Fragment –
▼
De redelijke termijn voor het ambtshalve opheffen van een zwaar inreisverbod is negen maanden
Deze termijn van negen maanden start op het moment dat de IND de raadplegingsprocedure start. Dit is alleen van toepassing voor de raadplegingsprocedure gestart door de IND omdat er een zwaar inreisverbod is opgelegd aan een vreemdeling met verblijfsrecht in een andere lidstaat.(…)
Gekozen is voor een termijn van negen maanden vanwege het onderzoek dat een intrekkingsprocedure met zich meebrengt en gedaan moet worden door de verblijfgevende lidstaat.”
7.3.
De rechtbank acht deze werkwijze niet in strijd met Vo (EU) 2018/1860 en Vo (EU) 2018/1861. De rechtbank stelt vast dat de minister op 29 augustus 2024 de raadplegingsprocedure heeft opgestart. Nu de redelijke termijn van negen maanden nog niet is verstreken, ziet de rechtbank geen aanleiding voor het oordeel dat het aan eiser opgelegde zware inreisverbod (ambtshalve) opgeheven dient te worden. Dit te meer niet, nu Frankrijk vanaf 27 augustus 2024, en dus binnen de reactietermijn, al geen verblijfgevende lidstaat meer is.
Artikel 8 EVRM
8. Eiser betoogt dat sinds 2011 sprake is van rechtmatig verblijf in Frankrijk en dat hij aldaar privé- en familieleven heeft opgebouwd. Hij heeft een langdurige relatie met zijn partner waarmee hij in Frankrijk samenwoonde en samen hebben zij twee kinderen. Het inreisverbod belet eiser om zijn recht op privé- en familieleven in Frankrijk uit te oefenen, hetgeen in strijd is met artikel 8 van het EVRM [14] .
8.1.
Naar het oordeel van de rechtbank heeft de minister zowel in het bestreden besluit als in het verweerschrift op goede gronden overwogen dat niet is gebleken dat het gezinsleven niet in Albanië of elders buiten de Europese Unie zou kunnen worden uitgeoefend. Van strijd met artikel 8 van het EVRM is geen sprake. Over de verlenging van het verblijfsrecht in Frankrijk dienen de Franse autoriteiten een besluit te nemen. De rechtbank herhaalt dat de minister te kennen heeft gegeven dat het inreisverbod zal worden opgeheven als blijkt dat eisers verblijfsrecht in Frankrijk wordt verlengd.
▲
Actiepunt 1 – Geef het deel van het fragment over het zware inreisverbod opnieuw weer dat opent met de woorden "Gekozen is voor" en sluit met "lidstaat meer is.", maar wissel daarin "minister" om voor "staatssecretaris".
Actiepunt 2 – Op welke datum heeft de minister volgens het fragment over het zware inreisverbod de raadplegingsprocedure opgestart?
Actiepunt 3 – Maak het fragment over het zware inreisverbod verder af, aansluitend op de laatste zin.
De lijst speelt hierbij geen enkele rol.

Lijst –
▼
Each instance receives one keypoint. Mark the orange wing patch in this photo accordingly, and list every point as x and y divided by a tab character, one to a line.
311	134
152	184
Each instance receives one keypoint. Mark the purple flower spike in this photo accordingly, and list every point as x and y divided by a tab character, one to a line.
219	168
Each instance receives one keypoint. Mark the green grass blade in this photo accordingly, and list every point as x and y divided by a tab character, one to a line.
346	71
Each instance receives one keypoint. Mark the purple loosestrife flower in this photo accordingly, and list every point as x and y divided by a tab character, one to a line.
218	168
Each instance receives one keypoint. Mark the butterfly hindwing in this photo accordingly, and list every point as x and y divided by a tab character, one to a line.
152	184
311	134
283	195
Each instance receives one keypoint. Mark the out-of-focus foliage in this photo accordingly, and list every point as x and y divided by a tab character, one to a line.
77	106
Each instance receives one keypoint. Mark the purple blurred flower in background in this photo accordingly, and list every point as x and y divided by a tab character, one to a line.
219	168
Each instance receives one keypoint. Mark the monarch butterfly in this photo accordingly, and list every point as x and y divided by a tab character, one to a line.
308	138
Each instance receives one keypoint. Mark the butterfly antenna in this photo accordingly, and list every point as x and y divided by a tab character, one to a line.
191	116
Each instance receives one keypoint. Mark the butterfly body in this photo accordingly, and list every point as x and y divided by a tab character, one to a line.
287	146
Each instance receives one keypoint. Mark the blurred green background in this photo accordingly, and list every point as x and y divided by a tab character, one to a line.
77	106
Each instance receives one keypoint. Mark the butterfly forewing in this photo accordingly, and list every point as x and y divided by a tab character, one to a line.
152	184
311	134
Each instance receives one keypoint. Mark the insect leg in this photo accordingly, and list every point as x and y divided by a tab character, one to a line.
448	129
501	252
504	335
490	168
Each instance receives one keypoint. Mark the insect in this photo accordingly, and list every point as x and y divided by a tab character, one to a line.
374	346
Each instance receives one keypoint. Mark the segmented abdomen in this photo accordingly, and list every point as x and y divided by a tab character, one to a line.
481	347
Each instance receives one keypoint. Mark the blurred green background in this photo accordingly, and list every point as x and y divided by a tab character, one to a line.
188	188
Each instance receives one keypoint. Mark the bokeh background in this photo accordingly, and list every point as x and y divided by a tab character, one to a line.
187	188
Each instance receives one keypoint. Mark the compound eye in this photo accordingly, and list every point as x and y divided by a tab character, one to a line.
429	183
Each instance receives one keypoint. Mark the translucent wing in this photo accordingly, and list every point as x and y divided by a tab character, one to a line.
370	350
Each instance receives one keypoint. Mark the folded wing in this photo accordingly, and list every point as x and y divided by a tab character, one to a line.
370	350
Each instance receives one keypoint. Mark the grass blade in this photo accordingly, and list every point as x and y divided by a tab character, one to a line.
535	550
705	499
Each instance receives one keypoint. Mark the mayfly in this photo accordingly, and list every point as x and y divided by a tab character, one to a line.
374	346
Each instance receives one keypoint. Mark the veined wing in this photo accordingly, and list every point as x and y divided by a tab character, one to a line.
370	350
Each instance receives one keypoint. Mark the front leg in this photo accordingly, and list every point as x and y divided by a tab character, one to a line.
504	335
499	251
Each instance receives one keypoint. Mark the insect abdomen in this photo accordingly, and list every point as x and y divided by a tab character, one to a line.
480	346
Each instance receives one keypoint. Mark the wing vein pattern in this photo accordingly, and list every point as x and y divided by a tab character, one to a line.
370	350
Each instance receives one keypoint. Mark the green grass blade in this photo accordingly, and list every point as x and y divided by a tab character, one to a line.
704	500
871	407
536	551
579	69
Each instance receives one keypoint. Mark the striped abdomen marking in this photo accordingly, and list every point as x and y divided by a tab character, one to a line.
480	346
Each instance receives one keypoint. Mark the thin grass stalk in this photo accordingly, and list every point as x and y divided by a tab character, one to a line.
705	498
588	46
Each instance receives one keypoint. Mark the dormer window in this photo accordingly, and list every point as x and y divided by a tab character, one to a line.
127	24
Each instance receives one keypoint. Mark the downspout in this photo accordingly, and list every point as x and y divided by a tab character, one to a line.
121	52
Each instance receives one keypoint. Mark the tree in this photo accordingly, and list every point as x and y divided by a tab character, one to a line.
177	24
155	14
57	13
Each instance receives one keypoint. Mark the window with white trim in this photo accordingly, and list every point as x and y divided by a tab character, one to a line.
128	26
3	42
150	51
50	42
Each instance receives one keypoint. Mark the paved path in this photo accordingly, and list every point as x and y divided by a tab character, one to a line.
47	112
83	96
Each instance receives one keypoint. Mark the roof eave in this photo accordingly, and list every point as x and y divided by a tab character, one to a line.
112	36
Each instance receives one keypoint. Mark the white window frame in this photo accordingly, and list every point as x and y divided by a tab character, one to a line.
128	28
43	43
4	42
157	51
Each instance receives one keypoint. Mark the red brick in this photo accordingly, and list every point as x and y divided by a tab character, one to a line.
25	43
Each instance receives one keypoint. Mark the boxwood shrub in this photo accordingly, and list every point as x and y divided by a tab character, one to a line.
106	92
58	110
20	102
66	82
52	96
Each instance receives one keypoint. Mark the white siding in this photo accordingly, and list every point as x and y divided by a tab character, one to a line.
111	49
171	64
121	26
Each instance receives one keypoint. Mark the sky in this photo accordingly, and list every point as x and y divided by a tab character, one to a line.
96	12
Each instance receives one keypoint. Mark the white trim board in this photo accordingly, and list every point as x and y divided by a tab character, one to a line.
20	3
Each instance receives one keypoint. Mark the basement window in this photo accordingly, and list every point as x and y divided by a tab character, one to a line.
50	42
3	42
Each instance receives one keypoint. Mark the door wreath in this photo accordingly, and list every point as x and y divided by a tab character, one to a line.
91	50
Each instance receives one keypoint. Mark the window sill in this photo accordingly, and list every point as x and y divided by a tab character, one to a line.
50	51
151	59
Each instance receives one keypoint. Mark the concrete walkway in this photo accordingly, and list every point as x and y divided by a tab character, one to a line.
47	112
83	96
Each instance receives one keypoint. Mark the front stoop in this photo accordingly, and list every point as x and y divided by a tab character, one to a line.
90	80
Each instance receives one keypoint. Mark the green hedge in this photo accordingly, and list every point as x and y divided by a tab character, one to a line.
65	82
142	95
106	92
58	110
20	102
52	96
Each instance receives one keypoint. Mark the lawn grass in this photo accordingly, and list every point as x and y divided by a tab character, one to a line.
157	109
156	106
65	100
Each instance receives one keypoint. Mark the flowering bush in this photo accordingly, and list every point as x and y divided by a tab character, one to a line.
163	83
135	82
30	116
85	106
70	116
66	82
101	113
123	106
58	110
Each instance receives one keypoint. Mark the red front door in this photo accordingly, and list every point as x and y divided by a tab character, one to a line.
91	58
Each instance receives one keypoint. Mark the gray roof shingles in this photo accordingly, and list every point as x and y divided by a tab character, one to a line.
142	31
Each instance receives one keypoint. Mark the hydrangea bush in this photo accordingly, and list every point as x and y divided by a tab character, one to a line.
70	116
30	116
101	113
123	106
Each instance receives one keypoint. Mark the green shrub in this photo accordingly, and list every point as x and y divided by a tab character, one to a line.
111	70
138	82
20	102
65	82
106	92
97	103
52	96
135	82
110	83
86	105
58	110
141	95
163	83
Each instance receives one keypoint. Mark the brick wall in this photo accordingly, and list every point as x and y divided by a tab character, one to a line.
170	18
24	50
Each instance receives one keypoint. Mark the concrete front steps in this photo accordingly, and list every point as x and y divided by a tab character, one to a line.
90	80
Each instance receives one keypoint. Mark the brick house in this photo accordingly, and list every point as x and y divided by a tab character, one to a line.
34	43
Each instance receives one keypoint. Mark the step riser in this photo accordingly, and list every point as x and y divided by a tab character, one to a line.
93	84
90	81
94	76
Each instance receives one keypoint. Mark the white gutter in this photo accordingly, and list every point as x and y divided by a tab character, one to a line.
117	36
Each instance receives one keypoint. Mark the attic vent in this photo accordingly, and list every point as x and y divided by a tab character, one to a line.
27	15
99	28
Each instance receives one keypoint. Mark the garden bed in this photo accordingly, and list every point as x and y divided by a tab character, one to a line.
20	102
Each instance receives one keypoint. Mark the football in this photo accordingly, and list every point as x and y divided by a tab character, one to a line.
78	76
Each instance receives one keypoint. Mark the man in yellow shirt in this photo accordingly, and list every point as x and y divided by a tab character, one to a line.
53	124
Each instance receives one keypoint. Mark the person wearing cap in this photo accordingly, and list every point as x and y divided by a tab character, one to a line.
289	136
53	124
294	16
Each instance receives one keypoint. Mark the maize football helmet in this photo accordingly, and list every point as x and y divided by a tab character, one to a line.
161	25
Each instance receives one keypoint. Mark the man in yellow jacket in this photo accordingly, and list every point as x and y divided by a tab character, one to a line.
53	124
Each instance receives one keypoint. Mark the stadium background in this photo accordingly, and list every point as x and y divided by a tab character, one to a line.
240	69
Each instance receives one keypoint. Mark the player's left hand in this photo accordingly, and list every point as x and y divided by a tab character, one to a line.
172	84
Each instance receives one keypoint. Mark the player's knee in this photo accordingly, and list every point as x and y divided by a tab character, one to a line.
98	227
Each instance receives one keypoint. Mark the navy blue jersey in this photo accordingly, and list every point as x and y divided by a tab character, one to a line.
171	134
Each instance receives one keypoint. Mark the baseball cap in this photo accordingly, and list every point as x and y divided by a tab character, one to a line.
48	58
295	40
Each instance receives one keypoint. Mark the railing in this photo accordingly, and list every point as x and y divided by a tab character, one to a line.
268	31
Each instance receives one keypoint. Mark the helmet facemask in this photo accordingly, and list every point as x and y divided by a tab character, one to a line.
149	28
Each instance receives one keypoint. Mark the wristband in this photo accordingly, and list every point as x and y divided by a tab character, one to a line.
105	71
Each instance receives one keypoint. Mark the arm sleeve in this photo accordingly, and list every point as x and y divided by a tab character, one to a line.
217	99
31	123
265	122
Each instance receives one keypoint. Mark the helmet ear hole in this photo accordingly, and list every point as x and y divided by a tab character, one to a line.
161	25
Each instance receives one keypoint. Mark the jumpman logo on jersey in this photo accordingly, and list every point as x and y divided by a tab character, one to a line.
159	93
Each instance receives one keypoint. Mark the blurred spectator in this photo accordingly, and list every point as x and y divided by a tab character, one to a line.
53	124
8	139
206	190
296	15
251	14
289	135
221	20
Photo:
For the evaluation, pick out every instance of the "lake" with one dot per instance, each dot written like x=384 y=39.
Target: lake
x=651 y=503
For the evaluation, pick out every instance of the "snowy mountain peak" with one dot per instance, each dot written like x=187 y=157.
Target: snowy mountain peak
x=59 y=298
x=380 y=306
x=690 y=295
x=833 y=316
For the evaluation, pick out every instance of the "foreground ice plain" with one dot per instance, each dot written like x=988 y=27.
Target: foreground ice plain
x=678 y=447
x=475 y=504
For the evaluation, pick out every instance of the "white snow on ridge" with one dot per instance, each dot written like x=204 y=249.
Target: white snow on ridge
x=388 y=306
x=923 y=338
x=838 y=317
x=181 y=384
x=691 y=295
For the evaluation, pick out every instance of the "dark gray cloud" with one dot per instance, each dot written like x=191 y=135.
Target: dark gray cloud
▲
Antwoordruimte 1 –
Gekozen is voor een termijn van negen maanden vanwege het onderzoek dat een intrekkingsprocedure met zich meebrengt en gedaan moet worden door de verblijfgevende lidstaat.”
7.3.
De rechtbank acht deze werkwijze niet in strijd met Vo (EU) 2018/1860 en Vo (EU) 2018/1861. De rechtbank stelt vast dat de staatssecretaris op 29 augustus 2024 de raadplegingsprocedure heeft opgestart. Nu de redelijke termijn van negen maanden nog niet is verstreken, ziet de rechtbank geen aanleiding voor het oordeel dat het aan eiser opgelegde zware inreisverbod (ambtshalve) opgeheven dient te worden. Dit te meer niet, nu Frankrijk vanaf 27 augustus 2024, en dus binnen de reactietermijn, al geen verblijfgevende lidstaat meer is.

Antwoordruimte 2 – Op 29 augustus 2024.

Antwoordruimte 3 –
Conclusie en gevolgen

9. Gelet op het voorgaande is de rechtbank van oordeel dat de minister het terugkeerbesluit en inreisverbod terecht heeft opgelegd. Het beroep is ongegrond. Dat betekent dat eiser geen gelijk krijgt. Hij krijgt ook geen vergoeding van zijn proceskosten.

Beslissing

De rechtbank verklaart het beroep ongegrond.
Deze uitspraak is gedaan door mr. J.L. Boxum, rechter, in aanwezigheid van R. de Boer, griffier en openbaar gemaakt door middel van geanonimiseerde publicatie op rechtspraak.nl.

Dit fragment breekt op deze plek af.